TEXTE DE LECTURE -
J'ouvre les yeux et roule à l'ocytocine. Je passe pas mal de temps devant, car je m'y sens bien. Les voies vertes sont très agréables. Les nombreuses barrières qu'elles comportent m'offrent une source d'amélioration technique précieuse, à chaque franchissement, et un bon prétexte au chambrage de mes compères. Je crois qu'il faudra attendre la soixante-dixième, pour que je parvienne à ne pas déclipser deux fois de suite !


Voilà ce que Jérôme retiendra de moi ; tandis qu'il qualifiera Fred de "très expérimenté", sur la partie descriptive de son Strava. Je ne vais pas me vexer. Il est plus grand que moi. Et mon code de l'honneur m'impose de ne pas taper les plus grands. Tu as de la chance Jérôme, tu as de la chance ...

Profitant de nos longs moments de silence, je profite de ma bulle poétique.

Olivier Hervé aussi à l'aise sur un vélo qu'avec un stylo ! J'avais dévoré son premier essai Pédalées. Je savoure son recueil de poésies Spoèmes. Centre de formation est ma préférée (ci-dessus). Je l'ai apprise par cœur, comme un écolier. Et, comme un écolier, je profite des joies de la bicyclette : l'air sur mon visage, les poumons qui se gonflent, les jambes qui se contractent à chaque coup de pédale. La liberté ! Je retrouve cet âme d'enfant, qu'on oublie trop souvent.

Voilà donc une de ces parties euphoriques, que l'on connait sur le Long. Le calme avant la tempête, diraient les marins bretons, comme les normands.


Step 4 (156-221 K) : le point de rupture

La pause au ravitaillement m'a permis de prendre des nouvelles de Séb et Christophe, auprès de Peggie. A ses dires, Séb est à une heure et très souriant. Impressionnant pour un gars, qui bouclait son premier 100 bornes en vélo-route, il y a à peine un an. J'ai pas mal échangé avec lui. Je pense en avoir saisi les leviers. J'ai essayé de trouver les mots, mais rien ne remplacera - pour lui, comme pour tous - la réalisation de l'épreuve. "Savoir n'est pas connaître". Il n'y a qu'en franchissant cette finish line et qu'en écrivant ton Histoire (pour te paraphraser) que tu sauras. Et tu as su ...

EXERCICE PROPOSÉ A - Condensez sous forme de liste à puces le paragraphe du récit qui commence par « Olivier Hervé aussi à l'aise », en conservant ses faits principaux.

LISTING À TRAITER -
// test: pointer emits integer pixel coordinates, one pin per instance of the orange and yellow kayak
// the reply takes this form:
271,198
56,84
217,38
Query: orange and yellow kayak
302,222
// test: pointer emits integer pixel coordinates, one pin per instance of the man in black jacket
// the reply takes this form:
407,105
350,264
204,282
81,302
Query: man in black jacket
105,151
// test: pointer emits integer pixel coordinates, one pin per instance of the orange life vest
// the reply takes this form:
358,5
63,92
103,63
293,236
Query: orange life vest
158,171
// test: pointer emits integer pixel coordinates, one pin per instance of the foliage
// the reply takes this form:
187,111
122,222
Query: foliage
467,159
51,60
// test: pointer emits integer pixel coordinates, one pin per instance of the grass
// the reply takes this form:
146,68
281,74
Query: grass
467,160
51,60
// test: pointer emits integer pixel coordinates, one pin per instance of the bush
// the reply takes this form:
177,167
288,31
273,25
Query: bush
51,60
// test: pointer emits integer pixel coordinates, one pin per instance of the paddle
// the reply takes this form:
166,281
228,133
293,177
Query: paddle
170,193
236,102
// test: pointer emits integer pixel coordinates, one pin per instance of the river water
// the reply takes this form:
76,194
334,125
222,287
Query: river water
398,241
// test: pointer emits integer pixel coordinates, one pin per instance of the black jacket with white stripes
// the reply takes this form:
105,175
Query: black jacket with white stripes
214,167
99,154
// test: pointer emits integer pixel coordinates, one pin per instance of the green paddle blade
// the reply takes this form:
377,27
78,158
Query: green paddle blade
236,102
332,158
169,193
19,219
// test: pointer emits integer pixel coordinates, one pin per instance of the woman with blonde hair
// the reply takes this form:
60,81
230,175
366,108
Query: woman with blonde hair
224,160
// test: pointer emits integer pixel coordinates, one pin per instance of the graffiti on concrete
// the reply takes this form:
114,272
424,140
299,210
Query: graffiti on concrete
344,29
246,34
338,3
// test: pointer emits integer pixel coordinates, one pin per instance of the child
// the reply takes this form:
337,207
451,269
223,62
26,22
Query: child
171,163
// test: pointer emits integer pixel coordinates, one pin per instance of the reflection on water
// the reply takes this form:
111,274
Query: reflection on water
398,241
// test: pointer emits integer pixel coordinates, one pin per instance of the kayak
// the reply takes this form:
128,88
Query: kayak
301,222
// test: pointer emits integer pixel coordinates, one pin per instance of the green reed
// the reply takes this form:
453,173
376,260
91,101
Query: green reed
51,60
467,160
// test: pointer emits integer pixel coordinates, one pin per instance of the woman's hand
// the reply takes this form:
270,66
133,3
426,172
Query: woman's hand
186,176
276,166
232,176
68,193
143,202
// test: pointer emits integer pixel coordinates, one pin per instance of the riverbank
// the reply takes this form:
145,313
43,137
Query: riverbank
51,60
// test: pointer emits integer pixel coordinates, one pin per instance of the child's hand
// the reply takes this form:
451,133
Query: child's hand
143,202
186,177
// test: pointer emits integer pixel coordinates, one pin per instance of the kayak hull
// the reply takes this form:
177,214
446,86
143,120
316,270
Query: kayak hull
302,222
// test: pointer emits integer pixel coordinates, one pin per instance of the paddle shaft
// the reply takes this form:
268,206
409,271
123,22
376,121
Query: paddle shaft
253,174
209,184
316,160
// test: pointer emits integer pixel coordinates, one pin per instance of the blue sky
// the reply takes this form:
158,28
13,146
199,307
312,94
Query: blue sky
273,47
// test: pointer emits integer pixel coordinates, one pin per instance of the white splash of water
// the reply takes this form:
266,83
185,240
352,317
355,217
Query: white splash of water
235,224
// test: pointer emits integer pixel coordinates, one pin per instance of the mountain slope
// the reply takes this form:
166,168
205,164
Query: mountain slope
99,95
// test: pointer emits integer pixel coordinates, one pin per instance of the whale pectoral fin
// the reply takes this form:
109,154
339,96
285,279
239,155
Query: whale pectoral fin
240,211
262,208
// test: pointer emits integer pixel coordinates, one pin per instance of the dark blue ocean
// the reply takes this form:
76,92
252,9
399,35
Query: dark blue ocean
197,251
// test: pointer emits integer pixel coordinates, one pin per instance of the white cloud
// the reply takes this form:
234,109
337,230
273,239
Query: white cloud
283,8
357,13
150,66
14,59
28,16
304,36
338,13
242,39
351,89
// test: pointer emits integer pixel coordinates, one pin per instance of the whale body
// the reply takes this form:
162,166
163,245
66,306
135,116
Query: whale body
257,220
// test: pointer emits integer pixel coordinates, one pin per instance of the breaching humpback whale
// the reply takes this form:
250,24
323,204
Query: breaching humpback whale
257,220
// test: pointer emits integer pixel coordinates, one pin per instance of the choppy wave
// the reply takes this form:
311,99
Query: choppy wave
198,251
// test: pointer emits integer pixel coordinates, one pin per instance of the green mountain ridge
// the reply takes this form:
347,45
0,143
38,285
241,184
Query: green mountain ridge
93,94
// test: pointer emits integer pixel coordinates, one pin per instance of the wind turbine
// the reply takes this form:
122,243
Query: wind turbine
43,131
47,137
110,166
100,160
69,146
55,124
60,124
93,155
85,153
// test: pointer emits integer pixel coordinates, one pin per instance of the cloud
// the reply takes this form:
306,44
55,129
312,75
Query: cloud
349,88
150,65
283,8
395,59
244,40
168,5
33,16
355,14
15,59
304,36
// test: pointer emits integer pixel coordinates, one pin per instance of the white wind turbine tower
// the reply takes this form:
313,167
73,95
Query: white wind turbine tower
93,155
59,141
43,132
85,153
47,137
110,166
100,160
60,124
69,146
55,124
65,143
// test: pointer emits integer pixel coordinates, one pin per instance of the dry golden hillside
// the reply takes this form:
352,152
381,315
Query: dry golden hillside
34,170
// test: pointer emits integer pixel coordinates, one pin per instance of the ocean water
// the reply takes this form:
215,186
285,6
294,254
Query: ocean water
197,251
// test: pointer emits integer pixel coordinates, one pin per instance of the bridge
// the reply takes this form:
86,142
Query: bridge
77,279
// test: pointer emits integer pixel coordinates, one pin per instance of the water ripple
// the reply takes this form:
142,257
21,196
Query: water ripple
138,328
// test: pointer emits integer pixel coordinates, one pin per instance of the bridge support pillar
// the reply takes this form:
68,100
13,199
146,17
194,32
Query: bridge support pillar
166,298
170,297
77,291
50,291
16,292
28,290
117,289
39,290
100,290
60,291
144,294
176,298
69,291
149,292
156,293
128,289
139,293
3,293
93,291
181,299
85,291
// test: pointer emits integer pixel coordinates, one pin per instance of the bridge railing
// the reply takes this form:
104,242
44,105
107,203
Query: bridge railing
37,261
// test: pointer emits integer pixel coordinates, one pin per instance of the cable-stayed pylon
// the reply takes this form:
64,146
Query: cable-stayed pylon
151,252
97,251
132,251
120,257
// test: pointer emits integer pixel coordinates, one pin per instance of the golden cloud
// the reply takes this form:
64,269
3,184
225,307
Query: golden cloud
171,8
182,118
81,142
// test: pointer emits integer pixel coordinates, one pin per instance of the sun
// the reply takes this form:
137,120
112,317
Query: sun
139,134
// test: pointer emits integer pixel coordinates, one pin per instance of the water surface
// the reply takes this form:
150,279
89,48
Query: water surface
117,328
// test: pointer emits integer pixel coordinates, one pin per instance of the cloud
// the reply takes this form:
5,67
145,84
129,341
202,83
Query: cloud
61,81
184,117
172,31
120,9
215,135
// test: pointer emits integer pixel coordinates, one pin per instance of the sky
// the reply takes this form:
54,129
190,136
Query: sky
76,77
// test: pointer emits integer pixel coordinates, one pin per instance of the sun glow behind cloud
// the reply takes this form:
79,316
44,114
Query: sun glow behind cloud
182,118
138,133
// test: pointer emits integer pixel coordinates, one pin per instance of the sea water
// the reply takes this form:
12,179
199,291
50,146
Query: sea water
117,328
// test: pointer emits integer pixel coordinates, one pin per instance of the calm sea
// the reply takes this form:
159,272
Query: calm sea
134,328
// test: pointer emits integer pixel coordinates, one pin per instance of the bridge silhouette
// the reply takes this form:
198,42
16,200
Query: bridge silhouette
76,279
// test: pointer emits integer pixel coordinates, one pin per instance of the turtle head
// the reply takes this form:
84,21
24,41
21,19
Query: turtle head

EXERCICE PROPOSÉ B - Disposez en liste numérotée les lignes du listing qui vont de celle contenant « the bridge silhouette » jusqu'à la fin du listing, les deux extrémités comprises. Laissez de côté les lignes vides.

RÉPONSE CORRECTE A -
- Olivier Hervé est aussi à l'aise sur un vélo qu'avec un stylo.
- J'ai dévoré son premier essai, Pédalées.
- Je savoure son recueil de poésies Spoèmes. Ma préférée est Centre de formation, que j'ai apprise par cœur.
- À vélo, je profite des joies de la bicyclette : l'air sur le visage, les poumons qui se gonflent, les jambes qui se contractent à chaque coup de pédale.
- J'y trouve la liberté et je retrouve une âme d'enfant qu'on oublie trop souvent.

RÉPONSE CORRECTE B -
1. // test: pointer emits integer pixel coordinates, one pin per instance of the bridge silhouette
2. // the reply takes this form:
3. 198,42
4. 16,200
5. Query: bridge silhouette
6. 76,279
7. // test: pointer emits integer pixel coordinates, one pin per instance of the turtle head
8. // the reply takes this form:
9. 84,21
10. 24,41
11. 21,19
12. Query: turtle head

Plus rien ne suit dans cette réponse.